#### [INSTRUCTIONS TO FOLLOW]
Reproduce the entries word for word, starting at their first line and stopping after the line that contains "point(151, 23)".
*** RECORDS FOR THE EXERCISE
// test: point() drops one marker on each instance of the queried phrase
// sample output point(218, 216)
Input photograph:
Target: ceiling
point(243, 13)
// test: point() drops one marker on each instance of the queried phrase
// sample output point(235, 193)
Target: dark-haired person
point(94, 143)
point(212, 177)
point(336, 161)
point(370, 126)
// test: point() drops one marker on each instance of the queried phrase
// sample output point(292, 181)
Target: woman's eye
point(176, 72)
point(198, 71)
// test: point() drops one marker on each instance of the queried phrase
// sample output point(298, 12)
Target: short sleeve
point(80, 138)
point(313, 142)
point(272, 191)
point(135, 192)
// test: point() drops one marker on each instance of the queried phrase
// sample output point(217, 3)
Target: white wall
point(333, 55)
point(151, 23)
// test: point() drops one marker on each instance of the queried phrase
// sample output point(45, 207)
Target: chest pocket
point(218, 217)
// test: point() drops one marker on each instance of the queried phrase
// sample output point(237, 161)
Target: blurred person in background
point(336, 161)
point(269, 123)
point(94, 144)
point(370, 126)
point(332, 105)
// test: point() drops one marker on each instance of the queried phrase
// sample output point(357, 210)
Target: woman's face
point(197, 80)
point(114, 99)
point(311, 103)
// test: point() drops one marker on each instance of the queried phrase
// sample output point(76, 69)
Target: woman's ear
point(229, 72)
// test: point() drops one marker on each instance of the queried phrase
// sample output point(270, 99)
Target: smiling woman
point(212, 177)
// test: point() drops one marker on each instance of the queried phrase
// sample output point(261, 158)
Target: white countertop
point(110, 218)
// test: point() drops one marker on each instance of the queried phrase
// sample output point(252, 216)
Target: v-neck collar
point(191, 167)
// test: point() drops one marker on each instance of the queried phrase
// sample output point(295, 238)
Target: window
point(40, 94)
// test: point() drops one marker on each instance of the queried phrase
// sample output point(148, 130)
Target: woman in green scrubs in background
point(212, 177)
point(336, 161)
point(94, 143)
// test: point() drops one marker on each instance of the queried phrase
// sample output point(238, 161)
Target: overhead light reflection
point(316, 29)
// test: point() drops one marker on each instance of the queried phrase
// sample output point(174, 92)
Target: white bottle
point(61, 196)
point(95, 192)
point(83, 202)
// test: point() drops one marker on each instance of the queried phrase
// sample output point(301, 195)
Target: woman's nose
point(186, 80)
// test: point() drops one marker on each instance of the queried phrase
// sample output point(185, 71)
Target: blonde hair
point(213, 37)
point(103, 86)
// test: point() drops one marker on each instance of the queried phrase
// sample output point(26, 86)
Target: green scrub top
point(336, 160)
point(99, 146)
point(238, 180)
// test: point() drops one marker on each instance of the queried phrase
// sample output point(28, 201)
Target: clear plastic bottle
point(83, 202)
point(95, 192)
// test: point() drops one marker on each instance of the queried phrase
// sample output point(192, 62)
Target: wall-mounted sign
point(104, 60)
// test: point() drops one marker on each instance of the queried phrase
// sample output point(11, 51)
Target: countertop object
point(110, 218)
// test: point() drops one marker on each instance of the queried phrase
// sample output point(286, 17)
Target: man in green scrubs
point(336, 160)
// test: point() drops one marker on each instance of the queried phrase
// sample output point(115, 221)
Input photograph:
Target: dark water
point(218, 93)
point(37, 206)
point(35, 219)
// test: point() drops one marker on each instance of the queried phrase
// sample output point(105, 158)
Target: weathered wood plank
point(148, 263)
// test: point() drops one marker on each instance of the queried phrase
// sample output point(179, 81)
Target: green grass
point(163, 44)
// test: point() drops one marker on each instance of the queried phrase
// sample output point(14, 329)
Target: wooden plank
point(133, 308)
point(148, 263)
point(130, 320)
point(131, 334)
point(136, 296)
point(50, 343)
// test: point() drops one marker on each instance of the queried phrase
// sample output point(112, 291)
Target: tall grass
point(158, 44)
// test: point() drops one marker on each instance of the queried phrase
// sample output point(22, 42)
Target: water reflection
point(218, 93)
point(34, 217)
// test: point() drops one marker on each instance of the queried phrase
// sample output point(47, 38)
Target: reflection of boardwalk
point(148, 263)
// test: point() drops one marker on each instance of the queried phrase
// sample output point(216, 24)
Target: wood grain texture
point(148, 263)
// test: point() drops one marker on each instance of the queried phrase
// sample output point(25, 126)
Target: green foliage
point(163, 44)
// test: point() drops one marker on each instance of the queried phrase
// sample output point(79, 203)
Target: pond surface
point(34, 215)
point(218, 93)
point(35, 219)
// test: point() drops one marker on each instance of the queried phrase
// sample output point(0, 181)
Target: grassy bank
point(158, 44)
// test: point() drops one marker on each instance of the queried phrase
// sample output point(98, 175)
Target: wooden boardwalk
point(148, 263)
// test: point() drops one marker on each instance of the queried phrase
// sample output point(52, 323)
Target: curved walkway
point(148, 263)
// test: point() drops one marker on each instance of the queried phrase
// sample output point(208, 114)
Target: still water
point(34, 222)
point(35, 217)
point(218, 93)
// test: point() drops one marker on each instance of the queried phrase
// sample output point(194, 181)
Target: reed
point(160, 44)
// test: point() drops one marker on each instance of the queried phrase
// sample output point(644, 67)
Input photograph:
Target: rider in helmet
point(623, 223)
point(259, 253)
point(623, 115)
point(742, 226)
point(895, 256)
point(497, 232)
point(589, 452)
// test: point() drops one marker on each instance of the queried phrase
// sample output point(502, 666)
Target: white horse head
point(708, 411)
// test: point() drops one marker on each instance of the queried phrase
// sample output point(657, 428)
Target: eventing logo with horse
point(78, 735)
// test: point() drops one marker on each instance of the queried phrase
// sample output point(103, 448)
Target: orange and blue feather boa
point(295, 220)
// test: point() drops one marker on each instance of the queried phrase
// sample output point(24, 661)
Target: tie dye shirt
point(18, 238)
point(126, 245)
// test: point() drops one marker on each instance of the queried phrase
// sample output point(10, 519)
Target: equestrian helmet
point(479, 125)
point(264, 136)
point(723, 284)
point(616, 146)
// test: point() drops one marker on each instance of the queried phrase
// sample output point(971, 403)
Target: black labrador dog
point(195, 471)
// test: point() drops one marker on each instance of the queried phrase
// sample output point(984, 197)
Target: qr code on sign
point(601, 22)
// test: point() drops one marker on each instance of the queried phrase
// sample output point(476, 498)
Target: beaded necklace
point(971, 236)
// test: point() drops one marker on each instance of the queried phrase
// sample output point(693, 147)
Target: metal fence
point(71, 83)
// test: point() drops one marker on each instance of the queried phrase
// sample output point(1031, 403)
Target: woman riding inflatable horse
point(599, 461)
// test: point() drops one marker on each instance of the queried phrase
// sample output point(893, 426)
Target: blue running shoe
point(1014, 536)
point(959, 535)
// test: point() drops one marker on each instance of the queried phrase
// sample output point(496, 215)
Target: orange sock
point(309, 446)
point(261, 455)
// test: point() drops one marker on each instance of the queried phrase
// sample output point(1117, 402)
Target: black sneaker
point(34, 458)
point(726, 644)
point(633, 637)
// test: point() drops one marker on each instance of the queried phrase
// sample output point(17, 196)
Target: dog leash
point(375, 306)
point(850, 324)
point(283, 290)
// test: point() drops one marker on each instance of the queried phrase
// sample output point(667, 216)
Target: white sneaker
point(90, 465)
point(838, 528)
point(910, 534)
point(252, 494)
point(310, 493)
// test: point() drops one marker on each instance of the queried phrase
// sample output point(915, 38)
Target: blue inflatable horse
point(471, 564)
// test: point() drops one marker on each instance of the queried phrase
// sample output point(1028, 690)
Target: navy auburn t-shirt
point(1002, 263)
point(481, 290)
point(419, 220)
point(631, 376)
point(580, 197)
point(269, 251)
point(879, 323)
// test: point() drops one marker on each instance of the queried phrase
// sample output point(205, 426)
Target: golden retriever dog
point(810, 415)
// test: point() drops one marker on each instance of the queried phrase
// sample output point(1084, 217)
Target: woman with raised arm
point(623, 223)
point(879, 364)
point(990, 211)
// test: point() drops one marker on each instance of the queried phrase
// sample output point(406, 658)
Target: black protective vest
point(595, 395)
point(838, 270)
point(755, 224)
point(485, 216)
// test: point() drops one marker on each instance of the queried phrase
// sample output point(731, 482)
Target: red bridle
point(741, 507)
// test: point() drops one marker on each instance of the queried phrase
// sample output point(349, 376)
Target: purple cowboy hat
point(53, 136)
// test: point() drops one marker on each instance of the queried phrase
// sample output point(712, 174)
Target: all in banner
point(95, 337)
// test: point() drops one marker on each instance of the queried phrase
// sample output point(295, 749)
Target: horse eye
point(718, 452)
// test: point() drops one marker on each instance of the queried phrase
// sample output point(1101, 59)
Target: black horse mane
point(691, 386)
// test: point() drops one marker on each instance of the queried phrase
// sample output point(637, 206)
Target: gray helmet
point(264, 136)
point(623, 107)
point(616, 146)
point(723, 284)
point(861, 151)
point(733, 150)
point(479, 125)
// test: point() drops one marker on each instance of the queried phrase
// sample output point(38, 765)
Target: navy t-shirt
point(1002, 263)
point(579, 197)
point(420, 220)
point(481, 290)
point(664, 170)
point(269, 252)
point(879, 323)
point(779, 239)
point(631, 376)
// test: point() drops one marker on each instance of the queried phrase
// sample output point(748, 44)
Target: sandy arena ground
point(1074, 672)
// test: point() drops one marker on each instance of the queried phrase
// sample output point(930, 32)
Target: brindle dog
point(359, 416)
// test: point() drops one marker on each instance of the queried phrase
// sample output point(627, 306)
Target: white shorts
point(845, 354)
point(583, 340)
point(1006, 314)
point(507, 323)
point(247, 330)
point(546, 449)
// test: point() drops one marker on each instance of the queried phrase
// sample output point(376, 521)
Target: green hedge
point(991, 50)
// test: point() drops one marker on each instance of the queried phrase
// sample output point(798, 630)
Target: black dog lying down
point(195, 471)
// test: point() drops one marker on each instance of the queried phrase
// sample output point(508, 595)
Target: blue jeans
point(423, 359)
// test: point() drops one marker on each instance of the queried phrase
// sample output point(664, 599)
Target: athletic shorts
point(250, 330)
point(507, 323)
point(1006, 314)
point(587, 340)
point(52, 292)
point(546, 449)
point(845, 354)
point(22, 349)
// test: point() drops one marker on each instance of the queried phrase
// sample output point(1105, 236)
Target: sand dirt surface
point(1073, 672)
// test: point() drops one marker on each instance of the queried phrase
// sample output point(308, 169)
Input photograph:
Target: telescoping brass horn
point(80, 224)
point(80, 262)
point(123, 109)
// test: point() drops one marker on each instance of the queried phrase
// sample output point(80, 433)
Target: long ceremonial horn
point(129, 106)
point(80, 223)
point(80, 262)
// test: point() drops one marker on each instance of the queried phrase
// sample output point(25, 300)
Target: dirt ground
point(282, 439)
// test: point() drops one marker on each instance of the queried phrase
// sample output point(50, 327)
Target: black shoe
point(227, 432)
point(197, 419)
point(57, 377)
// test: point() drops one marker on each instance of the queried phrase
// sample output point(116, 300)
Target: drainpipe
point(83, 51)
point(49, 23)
******
#### [ANSWER TO THE EXERCISE]
// test: point() drops one marker on each instance of the queried phrase
// sample output point(218, 216)
Input photograph:
Target: ceiling
point(243, 13)
// test: point() drops one marker on each instance of the queried phrase
// sample output point(235, 193)
Target: dark-haired person
point(94, 143)
point(212, 177)
point(336, 161)
point(370, 126)
// test: point() drops one marker on each instance of the queried phrase
// sample output point(292, 181)
Target: woman's eye
point(176, 72)
point(198, 71)
// test: point() drops one marker on each instance of the queried phrase
// sample output point(298, 12)
Target: short sleeve
point(80, 138)
point(313, 142)
point(272, 191)
point(135, 192)
// test: point() drops one marker on each instance of the queried phrase
// sample output point(217, 3)
Target: white wall
point(333, 55)
point(151, 23)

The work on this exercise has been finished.